*Excerpted data*

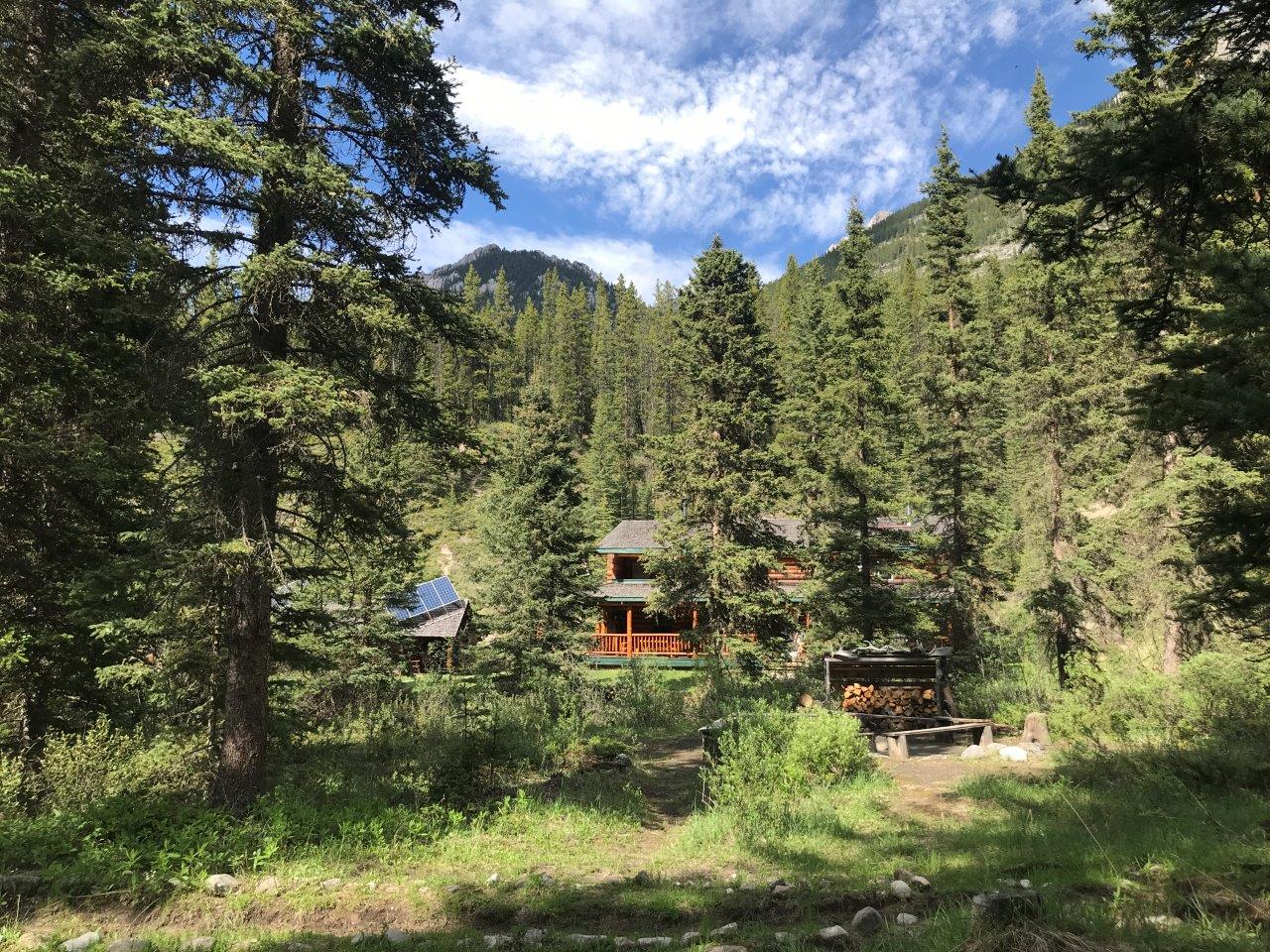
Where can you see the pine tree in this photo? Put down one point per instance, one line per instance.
(952, 474)
(538, 580)
(719, 472)
(318, 184)
(857, 403)
(82, 299)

*The task*
Copy the listing word for word, excluding its pictures.

*Solution to this task*
Where can you see the pine tree in this photo? Put down one point per instance, one line per instance.
(952, 474)
(538, 580)
(719, 472)
(318, 184)
(857, 403)
(82, 299)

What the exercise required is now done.